**Instruction**
Update the lines running from the one containing "Locate every zipper" through the one containing "[901,488,1052,872]" by replacing "raised hand" with "waving hand", leaving everything else unchanged, and give back only those lines.

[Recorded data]
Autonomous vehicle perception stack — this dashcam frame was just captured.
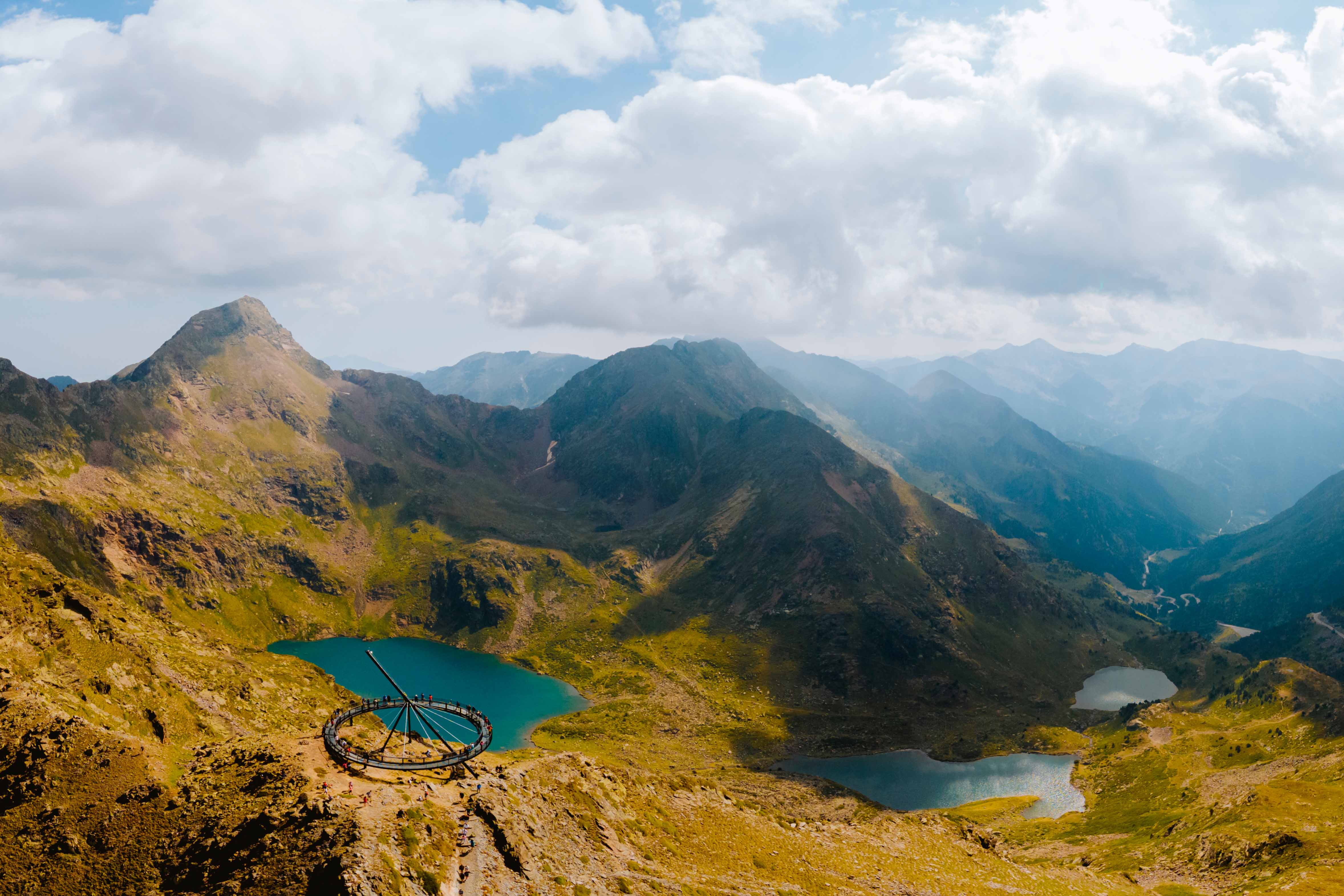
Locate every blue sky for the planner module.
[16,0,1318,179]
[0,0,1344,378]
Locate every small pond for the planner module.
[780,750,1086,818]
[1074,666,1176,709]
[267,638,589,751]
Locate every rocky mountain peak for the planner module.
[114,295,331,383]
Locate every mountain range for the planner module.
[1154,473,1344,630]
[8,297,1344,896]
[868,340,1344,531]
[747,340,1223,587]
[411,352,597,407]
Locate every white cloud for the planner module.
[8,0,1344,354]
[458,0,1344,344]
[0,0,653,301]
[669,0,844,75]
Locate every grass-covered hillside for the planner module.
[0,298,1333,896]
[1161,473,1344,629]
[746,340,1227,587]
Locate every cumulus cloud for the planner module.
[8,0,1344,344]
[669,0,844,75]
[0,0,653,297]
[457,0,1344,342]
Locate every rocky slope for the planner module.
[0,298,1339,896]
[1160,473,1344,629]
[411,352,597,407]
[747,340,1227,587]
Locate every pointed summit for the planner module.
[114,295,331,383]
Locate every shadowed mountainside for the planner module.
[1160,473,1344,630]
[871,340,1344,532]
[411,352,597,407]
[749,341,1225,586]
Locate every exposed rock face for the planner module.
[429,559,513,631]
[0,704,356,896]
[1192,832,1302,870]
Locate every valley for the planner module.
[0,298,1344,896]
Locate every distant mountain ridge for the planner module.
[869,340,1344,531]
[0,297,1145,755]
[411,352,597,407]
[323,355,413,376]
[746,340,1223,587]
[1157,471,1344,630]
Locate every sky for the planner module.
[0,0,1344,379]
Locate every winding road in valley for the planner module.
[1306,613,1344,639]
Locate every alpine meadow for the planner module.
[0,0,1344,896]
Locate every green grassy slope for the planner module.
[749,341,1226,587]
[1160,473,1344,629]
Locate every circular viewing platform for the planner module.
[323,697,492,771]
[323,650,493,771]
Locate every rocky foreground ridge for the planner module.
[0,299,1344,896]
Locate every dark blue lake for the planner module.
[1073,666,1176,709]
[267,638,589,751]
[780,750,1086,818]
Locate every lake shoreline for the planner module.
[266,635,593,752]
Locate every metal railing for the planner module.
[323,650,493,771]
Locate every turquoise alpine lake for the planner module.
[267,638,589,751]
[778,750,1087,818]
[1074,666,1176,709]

==

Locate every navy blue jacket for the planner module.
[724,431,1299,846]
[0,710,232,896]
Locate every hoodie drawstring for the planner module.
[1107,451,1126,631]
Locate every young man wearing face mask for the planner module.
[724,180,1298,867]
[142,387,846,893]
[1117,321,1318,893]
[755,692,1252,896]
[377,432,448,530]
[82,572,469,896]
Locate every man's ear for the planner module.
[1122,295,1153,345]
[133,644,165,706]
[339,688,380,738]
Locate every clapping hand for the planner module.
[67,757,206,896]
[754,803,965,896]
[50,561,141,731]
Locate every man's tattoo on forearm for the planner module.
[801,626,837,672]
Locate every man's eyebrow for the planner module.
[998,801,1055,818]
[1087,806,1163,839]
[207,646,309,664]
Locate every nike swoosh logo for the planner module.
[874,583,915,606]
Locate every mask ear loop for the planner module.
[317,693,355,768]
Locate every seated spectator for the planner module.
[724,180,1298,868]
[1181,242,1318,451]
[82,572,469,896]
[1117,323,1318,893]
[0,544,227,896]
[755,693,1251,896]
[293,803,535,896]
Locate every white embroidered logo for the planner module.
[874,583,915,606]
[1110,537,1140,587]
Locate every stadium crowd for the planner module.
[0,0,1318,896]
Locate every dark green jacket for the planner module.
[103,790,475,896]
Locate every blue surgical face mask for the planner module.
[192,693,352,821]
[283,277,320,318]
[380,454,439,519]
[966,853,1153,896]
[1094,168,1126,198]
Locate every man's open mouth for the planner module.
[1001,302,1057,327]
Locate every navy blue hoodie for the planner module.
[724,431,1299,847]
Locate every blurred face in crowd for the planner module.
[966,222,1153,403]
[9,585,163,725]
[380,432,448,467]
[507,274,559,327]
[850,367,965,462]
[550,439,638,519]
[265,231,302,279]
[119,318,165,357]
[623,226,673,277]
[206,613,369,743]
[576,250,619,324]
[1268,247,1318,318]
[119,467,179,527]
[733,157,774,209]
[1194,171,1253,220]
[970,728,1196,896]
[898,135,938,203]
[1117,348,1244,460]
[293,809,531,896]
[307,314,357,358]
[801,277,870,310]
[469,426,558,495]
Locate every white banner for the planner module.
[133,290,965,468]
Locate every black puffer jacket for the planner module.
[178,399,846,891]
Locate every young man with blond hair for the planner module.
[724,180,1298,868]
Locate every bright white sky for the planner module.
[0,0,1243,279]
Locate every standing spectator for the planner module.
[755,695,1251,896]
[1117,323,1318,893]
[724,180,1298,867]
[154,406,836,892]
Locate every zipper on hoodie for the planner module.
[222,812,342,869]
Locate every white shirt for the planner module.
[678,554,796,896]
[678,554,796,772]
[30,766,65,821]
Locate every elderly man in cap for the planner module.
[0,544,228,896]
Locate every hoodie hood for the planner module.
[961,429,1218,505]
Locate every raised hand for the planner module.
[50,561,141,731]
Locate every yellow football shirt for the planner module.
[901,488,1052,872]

**The answer**
Locate every zipper on hoodie for the planner module.
[222,812,342,869]
Locate every white shirt for the planner module.
[678,554,796,896]
[678,554,796,772]
[30,766,65,821]
Locate every elderly man in cap for the planner module.
[0,544,228,896]
Locate every hoodie hood for the planner module.
[961,429,1218,505]
Locate every waving hand for the planner module.
[50,561,141,731]
Locate every yellow football shirt for the planner module.
[901,488,1052,872]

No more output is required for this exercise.